§ **PROBLEM TO SOLVE**: Your answer must repeat the full listing, line for line.

§ **GIVEN DATA**:
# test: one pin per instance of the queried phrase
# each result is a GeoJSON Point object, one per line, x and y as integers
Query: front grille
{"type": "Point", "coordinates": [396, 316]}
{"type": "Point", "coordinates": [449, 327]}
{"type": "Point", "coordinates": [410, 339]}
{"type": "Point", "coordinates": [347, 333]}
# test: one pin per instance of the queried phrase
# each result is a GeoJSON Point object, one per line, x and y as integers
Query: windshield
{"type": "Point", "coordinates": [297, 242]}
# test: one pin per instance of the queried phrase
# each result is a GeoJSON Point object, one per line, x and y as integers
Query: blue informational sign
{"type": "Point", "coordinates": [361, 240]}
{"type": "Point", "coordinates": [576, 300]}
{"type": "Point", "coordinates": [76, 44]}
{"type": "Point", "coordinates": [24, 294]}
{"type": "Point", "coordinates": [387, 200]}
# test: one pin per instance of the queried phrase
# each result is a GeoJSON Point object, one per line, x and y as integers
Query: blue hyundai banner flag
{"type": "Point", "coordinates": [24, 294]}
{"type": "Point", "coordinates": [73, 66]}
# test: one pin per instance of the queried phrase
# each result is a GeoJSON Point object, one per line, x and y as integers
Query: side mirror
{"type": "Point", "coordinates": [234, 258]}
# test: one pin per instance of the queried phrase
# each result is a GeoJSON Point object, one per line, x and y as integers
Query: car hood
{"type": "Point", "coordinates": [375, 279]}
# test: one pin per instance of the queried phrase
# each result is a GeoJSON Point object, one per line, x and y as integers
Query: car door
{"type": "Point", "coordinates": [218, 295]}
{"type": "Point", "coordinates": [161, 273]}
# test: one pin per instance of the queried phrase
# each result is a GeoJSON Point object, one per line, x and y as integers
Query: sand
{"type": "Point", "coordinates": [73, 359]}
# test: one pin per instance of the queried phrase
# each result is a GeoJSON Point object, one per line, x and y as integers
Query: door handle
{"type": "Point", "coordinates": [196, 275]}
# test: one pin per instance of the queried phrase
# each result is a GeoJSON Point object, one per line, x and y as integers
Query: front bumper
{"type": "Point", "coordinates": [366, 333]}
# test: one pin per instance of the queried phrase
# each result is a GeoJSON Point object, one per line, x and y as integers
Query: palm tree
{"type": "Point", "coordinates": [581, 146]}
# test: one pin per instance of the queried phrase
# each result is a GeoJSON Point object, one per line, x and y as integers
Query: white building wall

§ **EXERCISE RESPONSE**:
# test: one pin per instance of the queried phrase
# each result is a GeoJSON Point object, one per line, x and y as integers
Query: front grille
{"type": "Point", "coordinates": [396, 316]}
{"type": "Point", "coordinates": [449, 327]}
{"type": "Point", "coordinates": [410, 339]}
{"type": "Point", "coordinates": [347, 333]}
# test: one pin per instance of the queried phrase
# each result is a GeoJSON Point object, one per line, x and y as integers
Query: windshield
{"type": "Point", "coordinates": [297, 242]}
# test: one pin per instance of the queried phrase
# each result is a GeoJSON Point object, one per line, x and y as integers
Query: blue informational sign
{"type": "Point", "coordinates": [361, 240]}
{"type": "Point", "coordinates": [576, 300]}
{"type": "Point", "coordinates": [76, 44]}
{"type": "Point", "coordinates": [24, 294]}
{"type": "Point", "coordinates": [387, 200]}
# test: one pin per instance of the queried phrase
# each result is a GeoJSON Point object, one per line, x and y as integers
Query: blue hyundai banner flag
{"type": "Point", "coordinates": [24, 294]}
{"type": "Point", "coordinates": [73, 66]}
# test: one pin per instance of the queried phrase
# each result is a GeoJSON Point object, one per line, x and y as integers
Query: side mirror
{"type": "Point", "coordinates": [234, 258]}
# test: one pin per instance of the queried phrase
# each result is a GeoJSON Point object, one per line, x and y as integers
Query: car hood
{"type": "Point", "coordinates": [375, 279]}
# test: one pin per instance of the queried phrase
# each result is a GeoJSON Point object, one per line, x and y as integers
Query: car door
{"type": "Point", "coordinates": [218, 295]}
{"type": "Point", "coordinates": [161, 273]}
# test: one pin per instance of the queried phrase
# each result is a GeoJSON Point object, one per line, x and y as integers
Query: sand
{"type": "Point", "coordinates": [73, 359]}
# test: one pin per instance of the queried phrase
# each result is a GeoJSON Point object, one per line, x and y as integers
Query: door handle
{"type": "Point", "coordinates": [196, 275]}
# test: one pin per instance of the queried phrase
# each result is a GeoJSON Point object, one per line, x and y as integers
Query: front bumper
{"type": "Point", "coordinates": [366, 333]}
# test: one pin per instance of the queried phrase
# each result is a GeoJSON Point object, one per line, x and y as integers
Query: palm tree
{"type": "Point", "coordinates": [581, 146]}
# test: one pin per instance of the queried phrase
# each result is a GeoJSON Point object, one per line, x and y as integers
Query: white building wall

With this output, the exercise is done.